┌──

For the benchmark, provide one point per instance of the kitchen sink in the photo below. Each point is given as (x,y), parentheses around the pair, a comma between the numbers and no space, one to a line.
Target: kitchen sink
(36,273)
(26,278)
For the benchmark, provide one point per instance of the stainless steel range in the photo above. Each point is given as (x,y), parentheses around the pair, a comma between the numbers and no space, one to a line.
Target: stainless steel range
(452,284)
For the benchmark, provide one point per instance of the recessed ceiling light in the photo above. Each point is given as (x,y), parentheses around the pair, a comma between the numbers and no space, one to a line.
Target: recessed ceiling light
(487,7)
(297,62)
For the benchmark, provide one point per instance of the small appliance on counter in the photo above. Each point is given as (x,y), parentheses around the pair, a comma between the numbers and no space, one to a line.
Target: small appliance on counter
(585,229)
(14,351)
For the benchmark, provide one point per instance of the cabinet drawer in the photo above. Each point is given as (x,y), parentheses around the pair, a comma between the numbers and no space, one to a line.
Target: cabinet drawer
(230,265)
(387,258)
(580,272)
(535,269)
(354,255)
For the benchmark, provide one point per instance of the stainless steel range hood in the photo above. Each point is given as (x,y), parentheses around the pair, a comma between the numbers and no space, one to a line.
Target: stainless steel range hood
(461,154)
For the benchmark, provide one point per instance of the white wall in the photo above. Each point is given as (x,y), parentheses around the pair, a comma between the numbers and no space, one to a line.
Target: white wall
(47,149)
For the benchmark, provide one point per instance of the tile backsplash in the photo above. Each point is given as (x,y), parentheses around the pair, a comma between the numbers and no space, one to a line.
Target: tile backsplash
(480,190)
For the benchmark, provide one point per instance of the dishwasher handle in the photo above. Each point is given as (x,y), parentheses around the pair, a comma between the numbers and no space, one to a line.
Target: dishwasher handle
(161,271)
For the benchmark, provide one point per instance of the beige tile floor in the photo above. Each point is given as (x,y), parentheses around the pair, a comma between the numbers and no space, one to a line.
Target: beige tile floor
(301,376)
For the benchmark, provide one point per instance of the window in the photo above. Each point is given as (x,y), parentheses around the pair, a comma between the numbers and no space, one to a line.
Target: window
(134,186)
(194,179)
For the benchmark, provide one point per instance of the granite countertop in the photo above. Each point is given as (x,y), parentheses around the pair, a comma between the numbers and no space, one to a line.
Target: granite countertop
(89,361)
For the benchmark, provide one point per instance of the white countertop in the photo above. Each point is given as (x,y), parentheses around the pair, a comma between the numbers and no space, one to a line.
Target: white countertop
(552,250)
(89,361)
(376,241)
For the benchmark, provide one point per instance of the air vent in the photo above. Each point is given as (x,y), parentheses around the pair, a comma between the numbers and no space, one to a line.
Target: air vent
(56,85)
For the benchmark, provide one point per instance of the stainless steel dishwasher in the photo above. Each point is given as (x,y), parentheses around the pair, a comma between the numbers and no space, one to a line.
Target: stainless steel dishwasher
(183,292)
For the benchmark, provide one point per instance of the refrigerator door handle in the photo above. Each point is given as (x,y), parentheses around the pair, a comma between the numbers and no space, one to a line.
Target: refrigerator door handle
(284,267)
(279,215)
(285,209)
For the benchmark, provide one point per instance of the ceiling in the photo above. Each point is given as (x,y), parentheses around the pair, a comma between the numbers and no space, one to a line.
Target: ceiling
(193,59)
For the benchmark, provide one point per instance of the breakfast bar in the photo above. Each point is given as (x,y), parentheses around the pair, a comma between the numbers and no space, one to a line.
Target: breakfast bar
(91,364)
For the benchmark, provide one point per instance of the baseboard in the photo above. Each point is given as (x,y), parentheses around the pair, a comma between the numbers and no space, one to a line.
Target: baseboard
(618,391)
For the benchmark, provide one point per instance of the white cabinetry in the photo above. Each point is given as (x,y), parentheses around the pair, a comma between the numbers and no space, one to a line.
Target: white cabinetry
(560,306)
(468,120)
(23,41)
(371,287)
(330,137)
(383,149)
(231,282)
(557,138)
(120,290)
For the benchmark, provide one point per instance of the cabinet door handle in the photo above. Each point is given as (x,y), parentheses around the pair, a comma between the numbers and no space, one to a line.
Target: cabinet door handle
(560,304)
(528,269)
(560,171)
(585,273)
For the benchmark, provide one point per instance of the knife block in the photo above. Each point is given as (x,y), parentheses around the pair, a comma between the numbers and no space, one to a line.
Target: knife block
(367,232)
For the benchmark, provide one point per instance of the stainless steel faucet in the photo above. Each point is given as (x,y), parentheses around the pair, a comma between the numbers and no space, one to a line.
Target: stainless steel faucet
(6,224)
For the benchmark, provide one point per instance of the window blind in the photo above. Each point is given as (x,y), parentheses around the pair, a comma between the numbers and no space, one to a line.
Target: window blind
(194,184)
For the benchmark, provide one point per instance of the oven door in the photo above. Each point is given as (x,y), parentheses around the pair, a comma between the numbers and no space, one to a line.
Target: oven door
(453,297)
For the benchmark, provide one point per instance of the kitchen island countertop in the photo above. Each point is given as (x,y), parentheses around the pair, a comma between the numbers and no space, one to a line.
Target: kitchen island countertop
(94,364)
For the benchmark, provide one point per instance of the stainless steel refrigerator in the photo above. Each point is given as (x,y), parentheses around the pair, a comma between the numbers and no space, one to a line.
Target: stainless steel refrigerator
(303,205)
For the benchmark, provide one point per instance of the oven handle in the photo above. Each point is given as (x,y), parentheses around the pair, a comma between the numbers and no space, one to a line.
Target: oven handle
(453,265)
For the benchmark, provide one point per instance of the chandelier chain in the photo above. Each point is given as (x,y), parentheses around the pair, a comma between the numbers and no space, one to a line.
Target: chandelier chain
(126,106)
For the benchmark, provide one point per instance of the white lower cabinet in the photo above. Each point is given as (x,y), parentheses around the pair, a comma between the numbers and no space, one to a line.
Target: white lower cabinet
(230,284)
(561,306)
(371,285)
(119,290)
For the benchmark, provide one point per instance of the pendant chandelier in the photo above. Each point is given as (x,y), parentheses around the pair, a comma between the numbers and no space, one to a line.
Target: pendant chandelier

└──

→ WHAT TO WORK ON:
Print the material above once more, exactly.

→ SOLUTION:
For the benchmark, provide one point per instance of the kitchen sink in the photo below. Each point is given as (x,y), parentheses around the pair, a comma between the numbers and no space, one to a line.
Target: kitchen sink
(36,273)
(26,278)
For the benchmark, provide one point per instance of the stainless steel range in the photo above. Each point is given as (x,y), parentheses around the pair, a comma between the numbers and no space, one to a line.
Target: stainless steel range
(452,284)
For the benchmark, provide one point per instance of the recessed ceiling light in the photo above. Each point is given as (x,y), parentheses around the pair, a comma between the numbers and no space, one to a line.
Target: recessed ceiling light
(487,7)
(297,62)
For the benchmark, provide one point per instance of the small appliance on counter in the photo above. Each point is given as (x,y), parentheses around the pair, a comma between the numbers and no space, one to a line.
Target: small appliance on counter
(585,229)
(14,351)
For the benchmark, provide one point per instance of the cabinet drawer in the photo above. Each point is given as (x,y), parentheses around the pair, a comma between the numbers and no space, one to a line.
Target: cabinet drawer
(230,265)
(387,258)
(580,272)
(535,269)
(354,255)
For the benchmark, provide one point per instance of the stainless steel range hood in the photo above. Each point is given as (x,y), parentheses around the pair, a comma between the numbers and no space, one to a line.
Target: stainless steel range hood
(461,154)
For the benchmark, provide one point per instance of the white wall in the photo above. Each point is given as (x,y), parentheses around the pair, a comma between the numbers and no space, one to a line.
Target: white wall
(47,149)
For the benchmark, provide one point per instance of the tile backsplash in the photo above. Each point is given as (x,y), parentheses around the pair, a comma between the numbers and no space, one to a line.
Target: tile backsplash
(480,190)
For the benchmark, provide one point per instance of the dishwasher handle in the photo above. Each point is given as (x,y), parentheses around the pair, a comma between the numbers and no space, one to a line.
Target: dishwasher handle
(161,271)
For the benchmark, provide one point per instance of the beige tile floor in the photo above. Each point is given as (x,y), parentheses around the pair, a comma between the numbers and no space, one to a line.
Target: beige tile floor
(301,376)
For the benchmark, provide one point per instance of the window in the photo above. Each point is given as (x,y), parentheses around the pair, a comma between the numbers and no space, one to a line.
Target: window
(134,186)
(194,179)
For the benchmark, provide one point per instance of the granite countertop in the photo above. Each point is given as (x,y), parentheses around the pair, a comma between the numbers and no space, one to a line.
Target: granite countertop
(89,361)
For the benchmark, provide one point per instance of the white countertop in the photo above. Each point is given as (x,y), parentheses around the pair, a comma between the numbers and no space, one to a line.
Target: white countertop
(552,250)
(89,361)
(376,241)
For the benchmark, provide one point per instance of the air vent in the photo above. Each point is given as (x,y), parentheses around the pair, a comma between the numbers and no space, one to a line.
Target: air vent
(56,85)
For the benchmark, provide one point per instance of the stainless steel dishwasher in the photo above. Each point is given as (x,y), parentheses around the pair, a comma between the numbers and no space, one to a line.
Target: stainless steel dishwasher
(183,292)
For the benchmark, provide one point per instance of the refrigerator door handle in the photo above. Each point is given as (x,y), parentheses around the pair, a comma between the numbers and no space, one to a line.
Target: refrigerator door handle
(284,267)
(279,215)
(285,209)
For the benchmark, provide one point per instance of the ceiling in the photo above. Each point is given as (x,y), parentheses around the pair, a comma between the numbers and no space, one to a line.
Target: ceiling
(193,59)
For the benchmark, provide one point per instance of the breakfast bar in the photo above. Each point is given as (x,y), parentheses around the pair, a comma between the numbers and no space, one to a line.
Target: breakfast bar
(91,364)
For the benchmark, provide one point per instance of the baseboard in the photo above. Each point is given as (x,y), parentheses around the pair, a comma between the numbers and no space, one to a line.
Target: baseboard
(618,391)
For the benchmark, provide one point per instance of the white cabinetry in the photo above. Each point is given as (x,y), parentheses around the pair, a comma between the numbers and no space, one to a line.
Target: white cabinetry
(560,306)
(468,120)
(23,41)
(371,287)
(330,137)
(383,149)
(231,282)
(557,138)
(120,290)
For the benchmark, provide one point per instance of the cabinet door handle in the photo above. Each point is given as (x,y), parentheses around the pair, a comma between the numbers and no space, one to a line.
Target: cabinet door handle
(560,304)
(528,269)
(560,171)
(585,273)
For the benchmark, provide one point per instance of the knife block in the photo above. Each point is given as (x,y), parentheses around the pair, a comma between the numbers and no space, one to a line.
Target: knife block
(367,232)
For the benchmark, provide one point per instance of the stainless steel faucet in the photo above. Each point is given as (x,y), parentheses around the pair, a comma between the numbers and no space, one to a line.
Target: stainless steel faucet
(6,224)
For the benchmark, provide one point per instance of the window blind in the photo above. Each point is given as (x,y), parentheses around the pair, a comma between the numbers and no space, one to a line.
Target: window blind
(194,184)
For the benchmark, provide one point per instance of the oven door in the photo above. Each point is given as (x,y), parentheses around the pair, a comma between the numbers and no space, one to a line.
Target: oven door
(453,297)
For the benchmark, provide one point per instance of the kitchen island countertop in the photo above. Each point is given as (x,y), parentheses around the pair, a comma between the numbers and no space, one to a line.
Target: kitchen island countertop
(94,364)
For the benchmark, provide one point per instance of the stainless steel refrigerator in the photo above. Each point is given as (x,y), parentheses around the pair, a comma between the numbers and no space, one to a line.
Target: stainless steel refrigerator
(303,205)
For the benchmark, provide one point per instance of the oven handle in the photo above. Each point is given as (x,y), parentheses around the pair, a comma between the numbers and no space, one to a line.
Target: oven handle
(453,265)
For the benchmark, provide one point per instance of the chandelier chain in the photo above. Each point is given as (x,y), parentheses around the pair, a comma between the numbers and no space, one to a line.
Target: chandelier chain
(126,106)
For the benchmark, provide one point per instance of the white lower cabinet in the photo above. Each point is given as (x,y), parentheses around the pair, a comma between the numbers and no space, one to a line.
Target: white lower cabinet
(230,284)
(561,306)
(371,285)
(119,290)
For the benchmark, provide one point per instance of the pendant chandelier in the photo above. Each point is given as (x,y), parentheses around the pair, a comma between the numbers and no space, one to a line.
Target: pendant chandelier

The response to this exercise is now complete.